→ AIM OF THE TASK:
The expected output is the data itself, duplicated in full.

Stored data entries
=======
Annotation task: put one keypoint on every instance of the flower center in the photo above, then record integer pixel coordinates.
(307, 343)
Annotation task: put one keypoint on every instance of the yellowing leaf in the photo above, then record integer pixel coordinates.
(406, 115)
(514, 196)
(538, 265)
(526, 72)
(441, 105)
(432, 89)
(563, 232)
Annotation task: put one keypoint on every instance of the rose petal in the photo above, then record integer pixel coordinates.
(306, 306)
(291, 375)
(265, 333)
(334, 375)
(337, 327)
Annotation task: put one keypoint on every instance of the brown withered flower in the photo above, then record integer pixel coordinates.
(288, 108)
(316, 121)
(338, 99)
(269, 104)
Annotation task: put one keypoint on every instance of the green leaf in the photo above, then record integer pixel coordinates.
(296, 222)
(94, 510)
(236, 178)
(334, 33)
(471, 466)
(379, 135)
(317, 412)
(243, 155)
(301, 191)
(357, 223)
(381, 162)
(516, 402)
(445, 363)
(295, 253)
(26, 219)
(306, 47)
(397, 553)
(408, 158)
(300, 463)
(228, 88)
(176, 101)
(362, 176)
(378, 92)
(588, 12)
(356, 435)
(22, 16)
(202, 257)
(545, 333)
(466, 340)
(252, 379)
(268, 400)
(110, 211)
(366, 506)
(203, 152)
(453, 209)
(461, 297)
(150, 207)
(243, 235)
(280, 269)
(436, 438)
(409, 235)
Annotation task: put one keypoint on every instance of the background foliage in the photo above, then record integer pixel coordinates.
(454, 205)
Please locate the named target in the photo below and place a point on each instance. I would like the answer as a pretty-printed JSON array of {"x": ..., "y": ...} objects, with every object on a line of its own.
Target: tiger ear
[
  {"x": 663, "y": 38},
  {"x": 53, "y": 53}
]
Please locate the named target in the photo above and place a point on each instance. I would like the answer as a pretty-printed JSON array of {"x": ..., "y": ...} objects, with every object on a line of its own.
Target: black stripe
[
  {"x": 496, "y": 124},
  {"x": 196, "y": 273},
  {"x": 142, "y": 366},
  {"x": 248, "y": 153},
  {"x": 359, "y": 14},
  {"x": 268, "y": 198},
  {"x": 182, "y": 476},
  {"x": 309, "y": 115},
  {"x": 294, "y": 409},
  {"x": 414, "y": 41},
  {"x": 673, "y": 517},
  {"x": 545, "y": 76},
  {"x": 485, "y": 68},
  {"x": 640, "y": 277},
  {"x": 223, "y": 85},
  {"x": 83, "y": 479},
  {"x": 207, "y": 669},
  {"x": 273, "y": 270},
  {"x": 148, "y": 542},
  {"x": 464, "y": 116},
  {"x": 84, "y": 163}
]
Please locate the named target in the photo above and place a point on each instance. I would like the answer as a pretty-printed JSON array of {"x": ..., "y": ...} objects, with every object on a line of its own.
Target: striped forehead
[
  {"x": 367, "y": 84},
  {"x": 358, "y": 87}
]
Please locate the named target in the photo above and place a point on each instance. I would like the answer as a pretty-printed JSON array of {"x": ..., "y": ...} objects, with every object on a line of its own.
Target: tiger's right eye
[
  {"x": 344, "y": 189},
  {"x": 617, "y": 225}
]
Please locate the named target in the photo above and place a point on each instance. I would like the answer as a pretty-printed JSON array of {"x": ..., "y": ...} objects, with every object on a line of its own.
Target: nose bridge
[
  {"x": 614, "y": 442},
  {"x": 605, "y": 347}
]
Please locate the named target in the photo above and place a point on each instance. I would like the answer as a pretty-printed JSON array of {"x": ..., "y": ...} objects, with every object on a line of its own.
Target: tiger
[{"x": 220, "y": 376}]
=======
→ ANSWER FOR THE TASK:
Annotation task: put one keypoint on every instance of the flower center in the photo above, then record integer pixel coordinates.
(307, 343)
Annotation task: put one keypoint on every instance of the yellowing leaf in the photo above, then record integer pixel coordinates.
(406, 115)
(514, 196)
(538, 265)
(526, 72)
(441, 105)
(432, 89)
(563, 232)
Annotation task: put one keypoint on every instance of the rose petal in the photo above, then record integer pixel coordinates.
(306, 306)
(291, 375)
(265, 333)
(334, 375)
(337, 327)
Annotation task: put one keypoint on every instance of the brown withered flower in the photo above, then record integer pixel coordinates.
(288, 108)
(316, 121)
(338, 99)
(269, 104)
Annotation task: put one keypoint on every instance of the green leaf in the photo above, then record integer pixel coordinates.
(296, 222)
(94, 510)
(236, 178)
(334, 33)
(471, 466)
(379, 135)
(317, 412)
(243, 155)
(301, 191)
(357, 223)
(381, 162)
(516, 402)
(445, 363)
(295, 253)
(26, 219)
(306, 47)
(397, 553)
(408, 158)
(300, 463)
(228, 88)
(176, 101)
(362, 176)
(378, 92)
(588, 12)
(356, 435)
(22, 16)
(202, 257)
(545, 333)
(466, 340)
(252, 379)
(268, 400)
(110, 211)
(366, 506)
(203, 152)
(453, 209)
(461, 297)
(150, 207)
(243, 235)
(280, 269)
(436, 438)
(409, 235)
Annotation task: put one keypoint on every instance of the background foliage in the photo above, then record integer pixel coordinates.
(454, 205)
Please locate the named target in the photo below and place a point on each instance. I would like the answer as a pretty-printed JSON array of {"x": ..., "y": ...} objects, with every object on a line of its own.
Target: tiger ear
[
  {"x": 663, "y": 38},
  {"x": 53, "y": 53}
]
Please locate the named target in the photo above and place a point on each instance. I would like the answer as a pretty-printed JSON array of {"x": ..., "y": ...} objects, with every object on a line of its own.
Target: black stripe
[
  {"x": 496, "y": 124},
  {"x": 196, "y": 273},
  {"x": 142, "y": 366},
  {"x": 248, "y": 153},
  {"x": 359, "y": 14},
  {"x": 268, "y": 198},
  {"x": 182, "y": 476},
  {"x": 309, "y": 115},
  {"x": 294, "y": 409},
  {"x": 414, "y": 41},
  {"x": 673, "y": 517},
  {"x": 545, "y": 76},
  {"x": 485, "y": 68},
  {"x": 640, "y": 277},
  {"x": 223, "y": 85},
  {"x": 83, "y": 479},
  {"x": 207, "y": 669},
  {"x": 273, "y": 270},
  {"x": 148, "y": 542},
  {"x": 464, "y": 116},
  {"x": 84, "y": 163}
]
Please locate the named target in the photo above and place a point on each instance. I would like the answer as a pretty-printed JSON array of {"x": ..., "y": ...} objects, with every object on a line of its own.
Target: striped forehead
[
  {"x": 367, "y": 84},
  {"x": 358, "y": 87}
]
Please locate the named target in the photo above and place a point on each instance. I would like the answer as a pretty-printed JSON array of {"x": ..., "y": ...} objects, with every object on a line of its own.
Target: tiger's right eye
[
  {"x": 344, "y": 189},
  {"x": 617, "y": 225}
]
Please locate the named target in the photo above and place a point on each instance. I would like the answer as a pretty-printed JSON array of {"x": ..., "y": ...} objects, with every object on a line of its own.
Target: nose bridge
[
  {"x": 614, "y": 442},
  {"x": 605, "y": 347}
]
Please locate the named target in the photo above and place a point on each instance. I would like the answer as a pretty-printed JSON array of {"x": ..., "y": ...} objects, with every object on a line of its own.
Target: tiger
[{"x": 220, "y": 376}]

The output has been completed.